Extrait du texte:
La modalité est non moins mystérieuse. La tradition, spiritaine ou non, en
fournit deux, généralement retenues. « Il y avait sur le terrain, au bord de
l’oued Miserghin, un arbre non cultivé qui avait poussé là parmi les épines ; ce
n’était pas un mandarinier, ni un oranger ; ses fruits plus rouges que les
mandarines étaient d’une saveur délicieuse et de plus n’avaient pas de pépins ;
c’est ce que devait apprendre au Frère Clément un jeune arabe qui en avait
dégusté ; intéressé par ces fruits, notre arboriculteur prit sur lui la décision
de faire des greffes avec des greffons de l’arbre miraculeux. L’opération
réussit ; on multiplia alors les greffes et au nouvel arbre on donna le nom de
clémentinier. »
« Une autre version nous est donnée par le fils d’un employé qui vivait à la
pépinière au temps du Frère Clément. Celui-ci aurait suivi le travail d’une
abeille en train de butiner ; l’abeille passe d’un bigaradier sur un mandarinier
; que peut-il sortir d’un tel mélange de pollen ? Le Frère attache un ruban
rouge à la fleur du mandarinier et surveille la production ; il prélève le fruit
à maturité, fait un semis et obtient la clémentine… »

Enregistrements fournis:
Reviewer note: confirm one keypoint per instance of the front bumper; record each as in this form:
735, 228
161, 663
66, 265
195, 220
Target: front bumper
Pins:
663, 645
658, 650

Consignes:
[A] Recopiez telles quelles toutes les lignes des enregistrements.
[B] Rédigez la suite de l'extrait sur l'origine de la clémentine, en partant de sa dernière phrase.

Réponses dans l'ordre:
[A]
Reviewer note: confirm one keypoint per instance of the front bumper; record each as in this form:
735, 228
161, 663
66, 265
195, 220
Target: front bumper
Pins:
663, 645
658, 650

[B]
Peu importe en somme, si notre curiosité scientifique ne peut être satisfaite ;
la curiosité historique est unanime pour attribuer l’invention de la clémentine
à Vital Rodier, devenu Frère Marie-Clément quand il entra chez les Frères de
l’Annonciation.
Pourquoi alors le placer sur notre site spiritain ? Serait-ce de la récupération
indue ? Pas totalement. Car après la mort du Père Abram en 1892, son institut
connut de grandes difficultés d’ordre économique. Le diocèse d’Oran s’en émut et
sur le conseil du Saint-Siège sollicita la Congrégation du Saint-Esprit pour
examiner et soutenir l’institut chancelant. Mgr Le Roy, alors supérieur général
des spiritains, proposa la réunion des petits frères avec les siens. Après des
tractations à rebondissements, le projet fut entériné. Par un décret de 1901,
Rome supprima l’Institut du Père Abram et autorisa ses membres à entrer dans la
Congrégation du Saint-Esprit. Presque tous s’y décidèrent. Ils refirent un
noviciat, sur place, à Miserghin, et devinrent spiritains en février 1902.
L’inventeur de la clémentine devint donc spiritain. Il mourut en 1904.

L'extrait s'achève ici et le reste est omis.